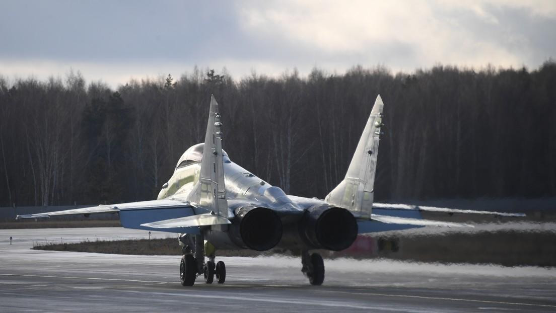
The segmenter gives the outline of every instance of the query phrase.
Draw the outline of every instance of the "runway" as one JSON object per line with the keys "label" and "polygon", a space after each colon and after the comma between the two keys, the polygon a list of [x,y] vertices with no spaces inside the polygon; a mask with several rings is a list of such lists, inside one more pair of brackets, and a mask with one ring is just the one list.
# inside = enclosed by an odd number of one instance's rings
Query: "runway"
{"label": "runway", "polygon": [[0,311],[556,311],[550,269],[325,260],[324,284],[312,286],[297,258],[217,257],[226,262],[225,284],[200,277],[183,287],[179,256],[30,249],[147,237],[115,227],[0,230]]}

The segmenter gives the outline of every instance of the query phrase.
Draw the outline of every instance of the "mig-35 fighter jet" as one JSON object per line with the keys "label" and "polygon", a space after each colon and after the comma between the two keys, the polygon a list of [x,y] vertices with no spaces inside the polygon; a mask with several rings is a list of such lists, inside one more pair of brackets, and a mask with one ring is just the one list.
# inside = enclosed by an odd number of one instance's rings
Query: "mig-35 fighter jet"
{"label": "mig-35 fighter jet", "polygon": [[[183,255],[180,279],[192,286],[198,276],[222,284],[226,267],[216,252],[280,249],[301,252],[301,271],[312,285],[324,280],[322,257],[315,249],[340,251],[358,234],[427,225],[465,224],[423,220],[414,207],[381,205],[373,212],[375,173],[381,134],[379,96],[345,178],[324,200],[286,195],[234,163],[222,148],[219,105],[212,97],[203,143],[187,149],[158,200],[18,216],[35,218],[115,212],[123,227],[179,233]],[[461,211],[461,210],[460,210]],[[505,214],[505,213],[504,213]],[[205,258],[208,260],[205,261]]]}

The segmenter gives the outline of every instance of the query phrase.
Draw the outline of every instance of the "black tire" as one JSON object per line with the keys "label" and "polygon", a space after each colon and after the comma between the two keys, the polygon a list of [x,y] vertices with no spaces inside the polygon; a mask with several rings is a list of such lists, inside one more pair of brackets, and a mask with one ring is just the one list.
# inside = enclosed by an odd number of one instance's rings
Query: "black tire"
{"label": "black tire", "polygon": [[214,280],[214,262],[209,261],[205,264],[205,282],[212,284]]}
{"label": "black tire", "polygon": [[180,262],[180,281],[182,286],[193,286],[197,278],[197,260],[190,254],[181,257]]}
{"label": "black tire", "polygon": [[312,272],[307,275],[311,285],[320,286],[324,281],[324,261],[320,254],[314,253],[311,255],[311,263],[312,264]]}
{"label": "black tire", "polygon": [[224,262],[219,261],[216,264],[216,280],[219,284],[224,284],[226,281],[226,265]]}

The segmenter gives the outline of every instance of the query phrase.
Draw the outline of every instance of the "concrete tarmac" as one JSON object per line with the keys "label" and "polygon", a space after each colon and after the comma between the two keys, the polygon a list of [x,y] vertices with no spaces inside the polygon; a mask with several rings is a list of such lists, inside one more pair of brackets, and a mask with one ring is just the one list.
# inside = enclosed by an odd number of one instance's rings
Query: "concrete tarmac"
{"label": "concrete tarmac", "polygon": [[31,249],[146,237],[120,228],[0,230],[0,312],[556,311],[553,269],[325,260],[324,284],[312,286],[298,258],[217,257],[226,262],[225,284],[201,277],[184,287],[177,256]]}

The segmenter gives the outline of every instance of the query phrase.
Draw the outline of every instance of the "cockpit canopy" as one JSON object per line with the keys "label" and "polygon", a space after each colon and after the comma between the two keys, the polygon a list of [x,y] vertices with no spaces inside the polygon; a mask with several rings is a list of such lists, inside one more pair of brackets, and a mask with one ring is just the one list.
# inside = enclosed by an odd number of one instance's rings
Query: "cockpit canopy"
{"label": "cockpit canopy", "polygon": [[[177,165],[176,166],[176,169],[201,162],[203,158],[203,148],[204,147],[205,143],[197,143],[190,147],[180,158],[180,161],[178,161]],[[222,150],[222,153],[224,163],[229,163],[230,158],[228,157],[228,153],[226,153],[224,149]]]}

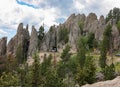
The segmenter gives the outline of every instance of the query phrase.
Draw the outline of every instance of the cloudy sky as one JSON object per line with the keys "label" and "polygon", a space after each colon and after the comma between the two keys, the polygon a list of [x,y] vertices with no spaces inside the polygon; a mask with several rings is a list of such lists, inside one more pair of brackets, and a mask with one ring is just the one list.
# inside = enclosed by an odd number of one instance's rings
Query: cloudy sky
{"label": "cloudy sky", "polygon": [[0,38],[13,37],[21,22],[29,24],[29,30],[43,23],[48,29],[63,23],[72,13],[106,16],[113,7],[120,7],[120,0],[0,0]]}

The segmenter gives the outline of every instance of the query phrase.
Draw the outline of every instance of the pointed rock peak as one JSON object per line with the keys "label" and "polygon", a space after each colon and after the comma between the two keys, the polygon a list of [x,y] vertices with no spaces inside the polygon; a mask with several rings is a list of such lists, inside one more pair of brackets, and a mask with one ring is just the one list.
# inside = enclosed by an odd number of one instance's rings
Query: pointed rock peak
{"label": "pointed rock peak", "polygon": [[26,25],[26,30],[28,31],[28,24]]}
{"label": "pointed rock peak", "polygon": [[104,16],[103,15],[101,15],[100,18],[99,18],[99,21],[102,21],[102,20],[104,20]]}
{"label": "pointed rock peak", "polygon": [[96,16],[95,13],[90,13],[90,14],[87,16],[87,19],[97,20],[97,16]]}
{"label": "pointed rock peak", "polygon": [[36,33],[37,33],[37,31],[36,31],[35,27],[32,26],[32,32],[31,32],[31,34],[36,34]]}
{"label": "pointed rock peak", "polygon": [[22,32],[22,30],[23,30],[23,23],[20,23],[20,24],[18,25],[17,33]]}
{"label": "pointed rock peak", "polygon": [[75,13],[71,14],[70,17],[67,19],[66,22],[69,22],[69,21],[71,21],[74,18],[75,18]]}
{"label": "pointed rock peak", "polygon": [[7,45],[7,37],[3,37],[0,39],[0,56],[6,54],[6,45]]}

------------------------------------------------

Task to complete:
Repeat each entry precisely as it appears. Leave the pictures out.

Full answer:
The segmenter gives the outline of every instance of the query phrase.
Draw the outline of every instance of the "runway" as one JSON object per line with the keys "label" and "polygon", a space after each colon and after the comma between the two keys, the polygon a list of [x,y] vertices with no spaces inside the polygon; a mask with several rings is a list of such lists, inside one more pair of brackets, and a mask with one ring is just the one list.
# inside = enclosed by an odd number of one instance's rings
Query: "runway"
{"label": "runway", "polygon": [[0,311],[556,311],[550,269],[325,260],[324,284],[312,286],[297,258],[217,257],[226,262],[225,284],[200,277],[183,287],[179,256],[30,249],[147,237],[115,227],[0,230]]}

The segmenter gives the outline of every instance of the query phrase.
Draw the outline of every instance of the "mig-35 fighter jet" as one JSON object per line with the keys "label" and "polygon", a space after each colon and after the comma between the two keys, the polygon a list of [x,y] vertices with no spaces inside the polygon; a mask with several rings is a list of such lists, inside one more pair of brackets, and a mask with one ring is just the one list.
# inside = enclosed by an odd number of one instance's rings
Query: "mig-35 fighter jet"
{"label": "mig-35 fighter jet", "polygon": [[[183,255],[180,279],[192,286],[198,276],[222,284],[226,267],[216,252],[280,249],[301,252],[301,271],[312,285],[324,280],[322,257],[315,249],[340,251],[358,234],[427,225],[465,224],[423,220],[414,207],[381,205],[373,212],[375,173],[381,134],[379,96],[345,178],[324,200],[286,195],[234,163],[222,148],[219,105],[212,97],[203,143],[187,149],[158,200],[18,216],[35,218],[115,212],[123,227],[179,233]],[[461,211],[461,210],[460,210]],[[505,214],[505,213],[504,213]],[[205,258],[208,260],[205,261]]]}

The segmenter gives the outline of every instance of the query phrase.
Draw the outline of every instance of the "black tire" as one JSON object per line with the keys "label" and "polygon", a space after each colon and after the comma between the two keys, the polygon a list of [x,y] vertices with no spaces inside the polygon; a mask with several rings is a list of such lists, inside one more pair of brackets, and a mask with one ring is just the one list.
# inside = enclosed by an odd number of one instance's rings
Query: "black tire"
{"label": "black tire", "polygon": [[214,280],[214,262],[209,261],[205,264],[205,282],[212,284]]}
{"label": "black tire", "polygon": [[180,262],[180,281],[182,286],[193,286],[197,278],[197,260],[190,254],[181,257]]}
{"label": "black tire", "polygon": [[312,272],[307,275],[311,285],[320,286],[324,281],[324,261],[320,254],[314,253],[311,255],[311,263],[312,264]]}
{"label": "black tire", "polygon": [[224,262],[219,261],[216,264],[216,280],[219,284],[224,284],[226,281],[226,265]]}

The segmenter gives the outline of every instance of the query phrase.
Draw the outline of every instance of the "concrete tarmac" as one JSON object per line with the keys "label" and "polygon", a space after each colon and after the comma between the two keys, the polygon a list of [x,y] vertices with no spaces inside the polygon; a mask with several rings is a list of such lists, inside one more pair of brackets, and a mask with one ring is just the one list.
# inside = enclosed by an odd number of one instance's rings
Query: "concrete tarmac"
{"label": "concrete tarmac", "polygon": [[31,249],[146,237],[120,228],[0,230],[0,312],[556,311],[553,269],[325,260],[324,284],[312,286],[298,258],[217,257],[226,262],[225,284],[201,277],[184,287],[177,256]]}

The segmenter gives the outline of every instance of the query phrase.
Draw the outline of every instance of the "cockpit canopy" as one JSON object per line with the keys "label" and "polygon", a space after each colon and after the comma between the two keys, the polygon a list of [x,y] vertices with no spaces inside the polygon; a mask with several rings is a list of such lists, inside one more pair of brackets, and a mask with one ring is just the one list.
# inside = enclosed by an odd number of one instance's rings
Query: "cockpit canopy"
{"label": "cockpit canopy", "polygon": [[[177,165],[176,166],[176,169],[201,162],[203,158],[203,148],[204,147],[205,143],[197,143],[190,147],[180,158],[180,161],[178,161]],[[222,150],[222,153],[224,163],[229,163],[230,158],[228,157],[228,153],[226,153],[224,149]]]}

The segmenter gives the outline of every instance of the query phrase.
Draw the outline of every instance of the cloudy sky as one JSON object per line with the keys "label" and "polygon", a space after each colon and after the comma between the two keys, the polygon a list of [x,y] vertices with no spaces inside the polygon; a mask with several rings is a list of such lists, inside one more pair of brackets, and a mask with one ring is just the one list.
# inside = enclosed by an odd number of one instance's rings
Query: cloudy sky
{"label": "cloudy sky", "polygon": [[0,38],[13,37],[21,22],[29,24],[29,30],[43,23],[48,29],[63,23],[72,13],[106,16],[113,7],[120,7],[120,0],[0,0]]}

The segmenter gives the outline of every instance of the query phrase.
Draw the outline of every instance of the pointed rock peak as one JSON object per line with the keys "label" and "polygon", a space after each colon and after the comma between the two keys, the polygon a list of [x,y] vertices with no spaces inside the polygon; a mask with several rings is a list of such lists, inside one more pair of brackets, and a mask with one ring is just the one list.
# inside = enclosed by an odd number of one instance's rings
Query: pointed rock peak
{"label": "pointed rock peak", "polygon": [[26,25],[26,30],[28,31],[28,24]]}
{"label": "pointed rock peak", "polygon": [[104,16],[103,15],[101,15],[100,18],[99,18],[99,21],[102,21],[102,20],[104,20]]}
{"label": "pointed rock peak", "polygon": [[96,16],[95,13],[90,13],[90,14],[87,16],[87,19],[97,20],[97,16]]}
{"label": "pointed rock peak", "polygon": [[36,33],[37,33],[37,31],[36,31],[35,27],[32,26],[32,32],[31,32],[31,34],[36,34]]}
{"label": "pointed rock peak", "polygon": [[22,32],[22,30],[23,30],[23,23],[20,23],[20,24],[18,25],[17,33]]}
{"label": "pointed rock peak", "polygon": [[75,13],[71,14],[70,17],[67,19],[66,22],[69,22],[69,21],[71,21],[74,18],[75,18]]}
{"label": "pointed rock peak", "polygon": [[7,45],[7,37],[3,37],[0,39],[0,56],[6,54],[6,45]]}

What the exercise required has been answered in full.